==== Supplied information ====

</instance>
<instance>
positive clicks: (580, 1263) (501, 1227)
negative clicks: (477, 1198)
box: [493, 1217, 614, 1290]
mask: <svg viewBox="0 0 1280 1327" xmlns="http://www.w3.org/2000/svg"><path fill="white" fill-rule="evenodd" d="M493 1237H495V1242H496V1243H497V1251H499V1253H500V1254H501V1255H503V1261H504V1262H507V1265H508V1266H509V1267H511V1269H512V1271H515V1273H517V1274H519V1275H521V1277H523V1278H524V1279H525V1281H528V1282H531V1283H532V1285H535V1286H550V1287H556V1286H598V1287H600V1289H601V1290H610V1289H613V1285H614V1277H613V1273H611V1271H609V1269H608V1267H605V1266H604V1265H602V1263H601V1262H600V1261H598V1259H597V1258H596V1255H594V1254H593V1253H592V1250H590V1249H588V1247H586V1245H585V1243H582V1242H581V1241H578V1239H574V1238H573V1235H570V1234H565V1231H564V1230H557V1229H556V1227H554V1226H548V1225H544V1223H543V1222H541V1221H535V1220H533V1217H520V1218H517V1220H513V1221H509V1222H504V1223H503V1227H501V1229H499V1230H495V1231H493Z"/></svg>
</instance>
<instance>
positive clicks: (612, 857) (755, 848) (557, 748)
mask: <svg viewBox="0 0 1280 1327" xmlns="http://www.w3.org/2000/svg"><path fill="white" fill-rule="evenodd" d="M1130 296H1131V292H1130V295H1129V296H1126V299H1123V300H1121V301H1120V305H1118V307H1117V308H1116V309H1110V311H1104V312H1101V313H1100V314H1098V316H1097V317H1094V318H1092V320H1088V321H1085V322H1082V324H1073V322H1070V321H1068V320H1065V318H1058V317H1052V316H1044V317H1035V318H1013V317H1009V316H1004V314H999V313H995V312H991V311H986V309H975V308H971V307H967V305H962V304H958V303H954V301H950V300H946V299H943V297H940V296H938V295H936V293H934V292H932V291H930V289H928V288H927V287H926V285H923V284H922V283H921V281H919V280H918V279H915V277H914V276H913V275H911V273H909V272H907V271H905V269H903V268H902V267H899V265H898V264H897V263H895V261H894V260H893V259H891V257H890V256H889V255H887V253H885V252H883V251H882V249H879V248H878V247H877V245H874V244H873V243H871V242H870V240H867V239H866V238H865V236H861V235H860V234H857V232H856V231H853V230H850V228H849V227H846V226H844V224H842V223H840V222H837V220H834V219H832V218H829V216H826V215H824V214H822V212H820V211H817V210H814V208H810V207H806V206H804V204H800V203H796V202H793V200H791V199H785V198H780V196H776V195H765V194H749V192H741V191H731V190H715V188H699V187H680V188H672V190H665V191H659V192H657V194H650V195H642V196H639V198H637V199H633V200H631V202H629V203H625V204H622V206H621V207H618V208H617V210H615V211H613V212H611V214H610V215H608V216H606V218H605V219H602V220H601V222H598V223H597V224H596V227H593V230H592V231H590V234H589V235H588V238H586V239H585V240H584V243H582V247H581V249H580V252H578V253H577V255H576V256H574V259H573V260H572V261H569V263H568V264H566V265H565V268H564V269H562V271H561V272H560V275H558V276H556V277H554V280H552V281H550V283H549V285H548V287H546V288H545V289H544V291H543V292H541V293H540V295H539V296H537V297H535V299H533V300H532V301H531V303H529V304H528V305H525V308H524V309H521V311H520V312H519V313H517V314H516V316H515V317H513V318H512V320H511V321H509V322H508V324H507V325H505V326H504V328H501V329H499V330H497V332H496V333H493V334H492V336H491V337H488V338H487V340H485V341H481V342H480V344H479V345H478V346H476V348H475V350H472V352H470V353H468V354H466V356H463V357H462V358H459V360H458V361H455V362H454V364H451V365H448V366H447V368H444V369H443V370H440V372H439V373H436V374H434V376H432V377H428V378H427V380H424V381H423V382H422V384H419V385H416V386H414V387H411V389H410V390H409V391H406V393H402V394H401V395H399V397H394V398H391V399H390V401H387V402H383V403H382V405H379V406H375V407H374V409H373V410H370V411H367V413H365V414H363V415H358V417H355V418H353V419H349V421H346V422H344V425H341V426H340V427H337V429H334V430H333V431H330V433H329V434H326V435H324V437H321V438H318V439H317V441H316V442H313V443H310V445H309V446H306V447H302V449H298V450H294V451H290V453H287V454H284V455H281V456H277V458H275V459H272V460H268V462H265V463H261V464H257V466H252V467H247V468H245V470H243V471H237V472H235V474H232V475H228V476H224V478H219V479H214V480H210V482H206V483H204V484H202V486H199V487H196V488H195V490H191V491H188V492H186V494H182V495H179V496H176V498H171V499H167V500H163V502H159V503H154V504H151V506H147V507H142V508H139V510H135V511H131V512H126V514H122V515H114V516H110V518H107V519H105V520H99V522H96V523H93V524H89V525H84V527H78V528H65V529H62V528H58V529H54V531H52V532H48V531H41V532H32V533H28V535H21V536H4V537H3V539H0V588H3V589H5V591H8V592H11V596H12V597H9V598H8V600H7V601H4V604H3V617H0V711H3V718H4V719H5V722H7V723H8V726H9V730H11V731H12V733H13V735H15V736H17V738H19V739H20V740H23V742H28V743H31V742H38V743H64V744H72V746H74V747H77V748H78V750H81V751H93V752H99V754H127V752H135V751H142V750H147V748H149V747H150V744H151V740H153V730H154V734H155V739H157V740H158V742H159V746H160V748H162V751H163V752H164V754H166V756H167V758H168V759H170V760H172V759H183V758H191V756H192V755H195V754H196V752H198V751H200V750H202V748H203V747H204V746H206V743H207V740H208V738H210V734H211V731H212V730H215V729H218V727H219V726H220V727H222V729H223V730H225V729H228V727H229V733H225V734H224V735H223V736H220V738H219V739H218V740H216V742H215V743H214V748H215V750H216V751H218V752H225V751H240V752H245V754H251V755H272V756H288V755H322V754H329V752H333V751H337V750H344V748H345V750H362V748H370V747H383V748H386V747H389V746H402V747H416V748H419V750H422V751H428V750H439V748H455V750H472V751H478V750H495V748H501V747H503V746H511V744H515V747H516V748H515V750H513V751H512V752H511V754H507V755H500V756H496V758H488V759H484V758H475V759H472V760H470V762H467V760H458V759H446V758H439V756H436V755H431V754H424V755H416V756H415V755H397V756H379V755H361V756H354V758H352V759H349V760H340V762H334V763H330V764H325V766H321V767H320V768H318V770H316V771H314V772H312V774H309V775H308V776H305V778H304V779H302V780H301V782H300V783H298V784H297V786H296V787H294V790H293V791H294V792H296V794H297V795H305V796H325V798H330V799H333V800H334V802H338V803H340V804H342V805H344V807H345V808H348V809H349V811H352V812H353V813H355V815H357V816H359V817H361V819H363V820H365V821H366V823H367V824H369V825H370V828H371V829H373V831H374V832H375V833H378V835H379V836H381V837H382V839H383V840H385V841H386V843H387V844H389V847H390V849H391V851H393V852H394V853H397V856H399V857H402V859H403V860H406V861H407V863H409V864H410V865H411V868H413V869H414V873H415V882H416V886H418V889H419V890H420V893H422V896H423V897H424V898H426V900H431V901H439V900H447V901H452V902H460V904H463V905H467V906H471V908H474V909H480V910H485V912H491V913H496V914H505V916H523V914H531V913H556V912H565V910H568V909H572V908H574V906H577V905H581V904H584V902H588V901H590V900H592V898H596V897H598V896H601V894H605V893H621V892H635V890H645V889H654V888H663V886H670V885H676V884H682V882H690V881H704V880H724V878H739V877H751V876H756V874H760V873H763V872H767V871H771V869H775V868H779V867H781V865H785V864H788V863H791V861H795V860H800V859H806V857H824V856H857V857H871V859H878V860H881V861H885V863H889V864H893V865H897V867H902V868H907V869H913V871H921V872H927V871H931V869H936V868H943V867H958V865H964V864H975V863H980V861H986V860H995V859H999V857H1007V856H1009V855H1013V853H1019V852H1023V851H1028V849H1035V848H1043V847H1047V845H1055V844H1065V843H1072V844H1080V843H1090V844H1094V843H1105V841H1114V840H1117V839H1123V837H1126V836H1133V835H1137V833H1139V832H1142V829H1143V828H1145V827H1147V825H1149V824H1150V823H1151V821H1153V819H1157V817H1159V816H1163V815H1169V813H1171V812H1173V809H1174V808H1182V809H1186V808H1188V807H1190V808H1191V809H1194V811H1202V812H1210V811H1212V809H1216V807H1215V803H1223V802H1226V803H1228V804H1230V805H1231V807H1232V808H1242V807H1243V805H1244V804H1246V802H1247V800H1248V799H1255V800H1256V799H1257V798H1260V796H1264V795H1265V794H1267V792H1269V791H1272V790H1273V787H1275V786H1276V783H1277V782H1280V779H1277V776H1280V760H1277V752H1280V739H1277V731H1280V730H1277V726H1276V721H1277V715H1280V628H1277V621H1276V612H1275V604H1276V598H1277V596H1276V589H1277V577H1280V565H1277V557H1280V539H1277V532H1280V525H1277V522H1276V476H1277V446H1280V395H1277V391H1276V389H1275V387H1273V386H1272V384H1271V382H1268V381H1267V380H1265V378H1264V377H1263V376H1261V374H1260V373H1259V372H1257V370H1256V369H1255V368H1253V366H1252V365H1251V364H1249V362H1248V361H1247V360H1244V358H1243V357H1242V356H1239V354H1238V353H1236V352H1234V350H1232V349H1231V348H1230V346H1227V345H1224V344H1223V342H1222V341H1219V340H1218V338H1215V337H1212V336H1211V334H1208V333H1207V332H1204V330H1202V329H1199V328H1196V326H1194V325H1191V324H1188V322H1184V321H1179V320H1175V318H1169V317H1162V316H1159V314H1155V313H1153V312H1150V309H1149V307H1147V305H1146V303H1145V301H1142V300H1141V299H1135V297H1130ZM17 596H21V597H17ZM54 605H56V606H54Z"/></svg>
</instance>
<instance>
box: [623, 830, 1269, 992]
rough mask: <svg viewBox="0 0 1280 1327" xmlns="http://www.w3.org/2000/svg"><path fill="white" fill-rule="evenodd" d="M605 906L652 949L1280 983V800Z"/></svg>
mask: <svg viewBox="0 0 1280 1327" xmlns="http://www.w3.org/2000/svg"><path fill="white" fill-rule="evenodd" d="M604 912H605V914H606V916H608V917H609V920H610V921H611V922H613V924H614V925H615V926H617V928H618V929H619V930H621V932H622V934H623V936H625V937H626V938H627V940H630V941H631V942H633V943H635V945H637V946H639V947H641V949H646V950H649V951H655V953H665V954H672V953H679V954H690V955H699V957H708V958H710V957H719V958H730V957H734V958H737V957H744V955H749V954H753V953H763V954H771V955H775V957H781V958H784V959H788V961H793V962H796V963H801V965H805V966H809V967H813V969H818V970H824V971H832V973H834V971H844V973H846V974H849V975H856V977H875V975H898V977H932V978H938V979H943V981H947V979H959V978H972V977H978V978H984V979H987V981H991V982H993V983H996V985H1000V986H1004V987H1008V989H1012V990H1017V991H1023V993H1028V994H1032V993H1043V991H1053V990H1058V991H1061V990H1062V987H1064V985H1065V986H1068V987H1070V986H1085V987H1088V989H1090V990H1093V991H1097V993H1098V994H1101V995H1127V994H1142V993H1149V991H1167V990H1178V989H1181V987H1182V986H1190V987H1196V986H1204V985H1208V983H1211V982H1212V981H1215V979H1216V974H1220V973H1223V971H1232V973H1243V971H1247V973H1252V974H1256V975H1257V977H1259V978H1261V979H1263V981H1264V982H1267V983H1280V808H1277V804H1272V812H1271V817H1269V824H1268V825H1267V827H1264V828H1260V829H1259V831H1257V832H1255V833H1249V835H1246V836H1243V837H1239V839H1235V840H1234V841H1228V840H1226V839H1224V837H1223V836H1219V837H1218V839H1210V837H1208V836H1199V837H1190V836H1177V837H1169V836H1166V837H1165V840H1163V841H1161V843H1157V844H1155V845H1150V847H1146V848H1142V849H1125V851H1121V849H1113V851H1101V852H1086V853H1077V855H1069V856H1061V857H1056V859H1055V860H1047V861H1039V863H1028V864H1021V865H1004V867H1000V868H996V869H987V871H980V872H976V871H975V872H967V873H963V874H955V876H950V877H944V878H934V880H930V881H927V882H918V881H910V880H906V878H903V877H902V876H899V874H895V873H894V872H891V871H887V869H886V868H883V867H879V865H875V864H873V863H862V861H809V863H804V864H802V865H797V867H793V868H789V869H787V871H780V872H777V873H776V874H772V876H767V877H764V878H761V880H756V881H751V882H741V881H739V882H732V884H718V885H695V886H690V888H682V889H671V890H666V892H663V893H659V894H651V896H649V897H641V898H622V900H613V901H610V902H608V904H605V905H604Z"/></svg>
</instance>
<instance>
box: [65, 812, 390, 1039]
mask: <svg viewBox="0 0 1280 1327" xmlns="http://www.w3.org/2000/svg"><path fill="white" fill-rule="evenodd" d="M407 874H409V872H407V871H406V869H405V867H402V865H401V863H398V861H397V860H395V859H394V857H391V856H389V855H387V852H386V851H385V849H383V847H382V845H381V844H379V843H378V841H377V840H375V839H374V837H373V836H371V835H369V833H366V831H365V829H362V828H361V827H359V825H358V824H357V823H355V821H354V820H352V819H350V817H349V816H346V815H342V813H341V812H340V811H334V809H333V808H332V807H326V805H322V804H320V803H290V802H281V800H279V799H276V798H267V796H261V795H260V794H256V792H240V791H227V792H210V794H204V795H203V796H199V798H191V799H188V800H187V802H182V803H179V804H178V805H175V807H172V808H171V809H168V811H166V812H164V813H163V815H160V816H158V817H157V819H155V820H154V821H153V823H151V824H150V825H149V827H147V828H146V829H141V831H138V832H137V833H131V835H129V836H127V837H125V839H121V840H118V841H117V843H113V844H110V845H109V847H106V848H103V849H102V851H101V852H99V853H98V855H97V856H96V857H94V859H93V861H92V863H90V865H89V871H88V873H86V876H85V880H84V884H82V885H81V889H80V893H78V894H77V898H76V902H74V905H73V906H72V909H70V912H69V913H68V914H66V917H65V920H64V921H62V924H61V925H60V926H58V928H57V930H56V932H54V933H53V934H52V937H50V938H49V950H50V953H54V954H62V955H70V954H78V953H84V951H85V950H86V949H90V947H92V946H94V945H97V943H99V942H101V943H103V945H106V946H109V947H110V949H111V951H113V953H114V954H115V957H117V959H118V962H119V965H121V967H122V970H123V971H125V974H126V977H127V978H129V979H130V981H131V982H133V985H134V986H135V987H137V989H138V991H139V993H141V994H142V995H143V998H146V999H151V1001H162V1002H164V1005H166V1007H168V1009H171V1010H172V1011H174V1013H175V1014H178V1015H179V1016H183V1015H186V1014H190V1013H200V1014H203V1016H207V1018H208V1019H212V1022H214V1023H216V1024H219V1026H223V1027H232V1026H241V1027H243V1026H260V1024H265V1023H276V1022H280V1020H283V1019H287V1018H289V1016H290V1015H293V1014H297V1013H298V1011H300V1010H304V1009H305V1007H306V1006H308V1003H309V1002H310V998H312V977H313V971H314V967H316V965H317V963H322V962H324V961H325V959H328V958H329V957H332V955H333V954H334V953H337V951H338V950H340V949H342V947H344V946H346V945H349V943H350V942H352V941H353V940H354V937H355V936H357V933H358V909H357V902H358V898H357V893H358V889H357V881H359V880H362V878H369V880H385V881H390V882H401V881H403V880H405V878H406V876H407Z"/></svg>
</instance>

====

* _Directions for this task_
Reproduce the items from their first line through the line containing "box: [493, 1217, 614, 1290]", keeping both of those lines and every character unchanged.

* _Result of the task_
</instance>
<instance>
positive clicks: (580, 1263) (501, 1227)
negative clicks: (477, 1198)
box: [493, 1217, 614, 1290]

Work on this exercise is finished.